PROBLEMS TO SOLVE:
[a] Using the passage about the Zuri dresses, decide whether each statement below agrees with it. For each, answer yes or no and quote the words of the passage that decide it. (i) Secession Art and Design normally features only local designers. (ii) Eden Stein first saw a Zuri dress at a pop-up in San Francisco. (iii) Sandra Zhao needed clothing for travel in Africa.
[b] Write the next part of the passage about the Zuri dresses, picking up after its final sentence.

(EXTRACT PROVIDED)

The dresses' reputation caught the attention of Eden Stein, owner of Secession Art and Design. Usually only local designers are featured, but her customers were clamoring for the dresses.
A Zuri dress in the Secession store window

In her words: "I was at a gala for Artspan, mingling with 800 emerging and established artists, when I saw artist Soad A. Kader in her Zuri dress. I beelined to give her a compliment. She told me about a pop up they were doing that weekend in SF. I went and instantly connected with the designers. This wearable art gem is the perfect dress buttoned or easy as a coat over a more casual look. One dress that fits so many women is helping create a sustainable economy in Kenya for the Zuri production team.  I feel honored to be their first store in San Francisco. This is a great way to connect our local design community with what is happening globally."

The dresses initial conception was through Sandra Zhao, who needed to travel in Africa with clothing that would be comfortable, stylish, yet easy to pack.
She later met Ashleigh Miller, who was taken with the concept of comfort + style (she was pregnant at the time), and they partnered to create the business.

(End EXTRACT PROVIDED)
(PROVIDED MATERIAL)

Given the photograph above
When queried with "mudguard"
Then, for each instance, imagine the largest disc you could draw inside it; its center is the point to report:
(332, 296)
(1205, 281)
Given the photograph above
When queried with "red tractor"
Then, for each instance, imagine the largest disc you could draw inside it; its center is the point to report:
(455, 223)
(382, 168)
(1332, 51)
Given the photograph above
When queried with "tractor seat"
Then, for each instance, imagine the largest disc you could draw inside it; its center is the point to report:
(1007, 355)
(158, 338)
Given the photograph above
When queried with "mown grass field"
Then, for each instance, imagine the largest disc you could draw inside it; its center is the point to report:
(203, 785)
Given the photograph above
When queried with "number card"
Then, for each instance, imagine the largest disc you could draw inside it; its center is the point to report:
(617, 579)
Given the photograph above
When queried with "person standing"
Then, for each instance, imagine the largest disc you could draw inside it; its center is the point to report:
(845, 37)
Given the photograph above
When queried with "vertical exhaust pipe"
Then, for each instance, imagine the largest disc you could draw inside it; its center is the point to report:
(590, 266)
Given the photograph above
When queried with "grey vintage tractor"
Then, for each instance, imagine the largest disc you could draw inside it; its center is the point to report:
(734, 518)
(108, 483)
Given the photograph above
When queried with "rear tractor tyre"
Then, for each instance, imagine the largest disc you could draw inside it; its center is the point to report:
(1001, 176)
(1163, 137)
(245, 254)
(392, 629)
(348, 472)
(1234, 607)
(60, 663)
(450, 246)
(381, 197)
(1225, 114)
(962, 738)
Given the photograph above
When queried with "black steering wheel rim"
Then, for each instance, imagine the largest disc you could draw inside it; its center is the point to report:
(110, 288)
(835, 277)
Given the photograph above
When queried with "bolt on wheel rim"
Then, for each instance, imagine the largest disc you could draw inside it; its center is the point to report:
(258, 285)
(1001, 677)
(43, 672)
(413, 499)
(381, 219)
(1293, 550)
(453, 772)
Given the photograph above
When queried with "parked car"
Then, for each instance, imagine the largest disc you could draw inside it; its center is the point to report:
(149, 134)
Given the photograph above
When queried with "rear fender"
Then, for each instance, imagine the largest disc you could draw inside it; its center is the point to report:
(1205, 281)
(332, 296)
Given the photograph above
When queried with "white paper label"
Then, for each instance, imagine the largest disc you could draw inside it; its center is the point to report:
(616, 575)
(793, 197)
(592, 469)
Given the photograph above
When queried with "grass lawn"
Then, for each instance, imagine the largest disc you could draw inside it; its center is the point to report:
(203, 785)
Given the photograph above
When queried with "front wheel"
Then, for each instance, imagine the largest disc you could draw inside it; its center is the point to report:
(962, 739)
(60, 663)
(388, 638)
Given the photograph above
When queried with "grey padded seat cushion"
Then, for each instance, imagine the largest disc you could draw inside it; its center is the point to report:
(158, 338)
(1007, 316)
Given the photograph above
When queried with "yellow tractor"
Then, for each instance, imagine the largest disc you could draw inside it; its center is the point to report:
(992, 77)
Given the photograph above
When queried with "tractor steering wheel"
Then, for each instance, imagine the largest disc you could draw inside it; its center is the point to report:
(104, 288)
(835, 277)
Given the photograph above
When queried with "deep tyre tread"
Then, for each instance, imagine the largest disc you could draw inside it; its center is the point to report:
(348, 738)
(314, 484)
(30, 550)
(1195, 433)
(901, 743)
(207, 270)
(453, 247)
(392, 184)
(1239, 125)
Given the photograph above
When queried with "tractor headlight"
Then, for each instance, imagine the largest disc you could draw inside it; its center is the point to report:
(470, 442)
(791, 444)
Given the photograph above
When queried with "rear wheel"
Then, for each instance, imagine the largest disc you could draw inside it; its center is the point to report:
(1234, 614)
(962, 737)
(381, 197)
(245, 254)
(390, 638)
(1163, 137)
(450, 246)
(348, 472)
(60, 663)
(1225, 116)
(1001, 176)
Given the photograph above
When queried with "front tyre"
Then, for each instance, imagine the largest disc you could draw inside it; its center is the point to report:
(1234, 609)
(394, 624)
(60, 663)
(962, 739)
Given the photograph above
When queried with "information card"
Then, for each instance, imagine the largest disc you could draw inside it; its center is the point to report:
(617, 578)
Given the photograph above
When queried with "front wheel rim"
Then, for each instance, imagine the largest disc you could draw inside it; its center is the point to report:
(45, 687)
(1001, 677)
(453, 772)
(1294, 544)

(End PROVIDED MATERIAL)

RESULTS OF THE EXERCISE:
[a]
(i) Yes: "Usually only local designers are featured"
(ii) No: "I was at a gala for Artspan, mingling with 800 emerging and established artists, when I saw artist Soad A. Kader in her Zuri dress."
(iii) Yes: "who needed to travel in Africa with clothing that would be comfortable, stylish, yet easy to pack."

[b]
A short interview with Sandra and Ashleigh:
The partners: Sandra Zhao and Ashleigh Miller
in San Francisco
- How do you choose the fabrics? 
We select our fabrics based on a couple of factors: 1) quality of the material (we try to select material that we know to be colorfast, 100% cotton, and preferably unwaxed finish for a more natural swing when worn); 2) design: we pick what we love! We try and pay attention to seasonality in the United States, but in general, we just pick the prints we like.  There are SO many to choose from; it's a serious exercise in filtering, but luckily we have the same taste, so we agree on pretty much everything. Additionally, if a customer writes to us, and says there is a color or print they'd love to see, we always keep my eyes open to make sure we get it for them (for everyone who writes, we assume there are others who feel the same way).
- How do you handle production with local tailors?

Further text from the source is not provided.